**ACTIVITY A**.
Answer these questions about the text on the GLACIALIS expedition:
(i) What is the name of the sailing ship the team will use?
(ii) Where will the team test its setup and equipment before heading north?
(iii) Besides detecting marine mammals, what will the thermal camera be used to assess?
**ACTIVITY B**.
Write a continuation of the text on the GLACIALIS expedition, starting after its final sentence.

*** GIVEN TEXT Section Begins ***

A significant need for knowledge of the Arctic Ocean
For most of us, the Arctic seems a long way away. However, the delicate stability of these far-off frozen lands and oceans is essential to maintaining a balance on our entire planet and for all its life. There is a significant need for knowledge to protect the Arctic ecosystems, marine mammals and their habitats, but resources are scarce. The polar regions are exceptionally difficult to access and not all existing data is being shared openly.
The GLACIALIS expedition: raising awareness for the protection of the Arctic Ocean
In response to this, a diverse team of scientists, photographers, and artists has joined to create the GLACIALIS expedition. We are passionate about nature, the sea and open science. Through the GLACIALIS project, we strive to contribute to the understanding of the Arctic Ocean through open access data and replicable protocols. We aim to raise public awareness for its protection by publishing audio-visual media resources, sharing the collected data, and our experiences.
We will venture into the Arctic region for 3 consecutive summer seasons 2021-2023 on our micro research platform, the sailing ship Atlas. Before setting sail towards the North, we will test the setup and our equipment by observing the marine fauna of the Azores. In May 2021, our first expedition will then lead us to Greenland, and we will return for two more expeditions in 2022 and 2023, respectively.
The GLACIALIS Expedition plans to cross the seas of the North and collect data on marine fauna and their habitat (plankton, macro and micro plastics) to measure climate change and anthropogenic impact.
Innovative protocols and technologies
In collaboration with a diverse body of researchers, institutes, communities, universities, NGOs and governments we select and develop innovative research protocols. Our goal is to develop protocols that are practical, adapted to small research platforms and easily replicable. We will use:
- Acoustic devices to monitor noise pollution and identify whale species.
- A thermal camera to detect marine mammals and assess their stress level. With this technology we will also contribute to developing a navigational aid for ships: our marine mammal identification data will enable our partners to refine their system to avoid collisions between ships and whales.
- UAVs to take aerial images of whales, measure and document their health by photogrammetry and detect signs of entanglement or collisions with ships.
- Physico-chemical water measurements, plankton sampling, micro and macro plastics and environmental DNA.
Open access data In our strong desire to encourage open science, we will share our data on open and publicly available online platforms.
We are eager to share the data and results, the adventures and issues, the ups and downs we will encounter, both, in real time during our expedition and on our return to dry land!

*** GIVEN TEXT Section Ends ***
*** GIVEN RECORDS Section Begins ***

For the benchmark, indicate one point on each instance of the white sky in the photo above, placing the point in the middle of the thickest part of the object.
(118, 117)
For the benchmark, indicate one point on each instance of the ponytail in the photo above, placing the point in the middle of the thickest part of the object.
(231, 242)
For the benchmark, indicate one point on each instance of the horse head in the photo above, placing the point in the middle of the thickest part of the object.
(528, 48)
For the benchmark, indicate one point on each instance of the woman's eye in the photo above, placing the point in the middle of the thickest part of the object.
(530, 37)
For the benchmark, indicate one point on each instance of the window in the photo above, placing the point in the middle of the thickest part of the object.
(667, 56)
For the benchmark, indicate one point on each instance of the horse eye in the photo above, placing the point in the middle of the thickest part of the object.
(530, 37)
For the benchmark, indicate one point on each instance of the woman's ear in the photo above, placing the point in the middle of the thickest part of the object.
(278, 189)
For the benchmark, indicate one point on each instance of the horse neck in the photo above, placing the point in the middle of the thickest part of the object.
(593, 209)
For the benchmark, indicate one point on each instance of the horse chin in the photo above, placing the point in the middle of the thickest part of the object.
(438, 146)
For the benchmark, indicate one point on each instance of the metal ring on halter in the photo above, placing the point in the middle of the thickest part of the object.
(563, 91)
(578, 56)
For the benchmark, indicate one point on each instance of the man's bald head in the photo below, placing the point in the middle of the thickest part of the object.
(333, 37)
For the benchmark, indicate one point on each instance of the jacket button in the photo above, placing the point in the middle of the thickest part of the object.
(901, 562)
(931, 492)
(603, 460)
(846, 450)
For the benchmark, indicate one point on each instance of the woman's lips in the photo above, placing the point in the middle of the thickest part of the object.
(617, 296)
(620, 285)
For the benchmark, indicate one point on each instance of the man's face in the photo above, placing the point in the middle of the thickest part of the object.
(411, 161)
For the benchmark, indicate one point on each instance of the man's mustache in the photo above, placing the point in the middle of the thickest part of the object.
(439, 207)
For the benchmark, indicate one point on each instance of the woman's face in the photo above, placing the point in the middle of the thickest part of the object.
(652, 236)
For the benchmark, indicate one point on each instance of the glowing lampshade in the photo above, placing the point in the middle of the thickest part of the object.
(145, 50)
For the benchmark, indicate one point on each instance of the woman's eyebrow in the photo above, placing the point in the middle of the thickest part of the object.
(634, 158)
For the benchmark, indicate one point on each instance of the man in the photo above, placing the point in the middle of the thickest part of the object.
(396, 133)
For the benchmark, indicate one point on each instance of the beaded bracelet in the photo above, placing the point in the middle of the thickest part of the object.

*** GIVEN RECORDS Section Ends ***

**EXERCISE RESPONSE A**.
(i) Atlas
(ii) The Azores
(iii) The mammals' stress level

**EXERCISE RESPONSE B**.
We plan to:
- allow real-time tracking of our expedition on social networks
- share our travel diaries & blog articles on our scientific discoveries
- create a documentary film
- create a radio play
- capture professional high definition photographs of the wonderful marine mammals and arctic landscapes
- present our expedition at conferences and in schools
We need you!
70% of the project is already funded. To enable the expedition to set off and accomplish its scientific objectives, we need your help to cover the remaining 30% of the budget.
With CHF 30’000 we will be able to acquire the basic security and communication equipment necessary for navigation in the polar regions, as well as the essential scientific material to carry out our data collection. The satellite communication equipment will also allow us to keep in touch with you and with the students who will follow our mission at sea!
- satellite communication device
- protective clothing adapted to the polar regions
- microplastics collection equipment, multiparameter probe, photographic equipment
We will also be able to fit out the boat in an ecological way and contribute to feeding the crew:
- install a drinking water production system
- contribute to the cost of food for the crew
- make an extra sail for the boat
With the ideal budget of CHF 72’000 we will be able to carry out all the innovative scientific projects that are important to us!
- documenting animal stress with a thermal camera
- collect environmental DNA samples
- develop interactive educational tools, organize exhibitions and conferences
With CHF 100’000 we will be able to compensate the volunteer team for 5 months of expedition and pay for 3 months of analysis.
The GLACIALIS expedition must be flexible and adaptable: The team will have to skillfully manage logistical issues and adjust to unpredictable changes that they will encounter before, during and after the expedition. The acquired funding received will be used solely to achieve the above objectives, regardless of possible delays and changes in the itinerary.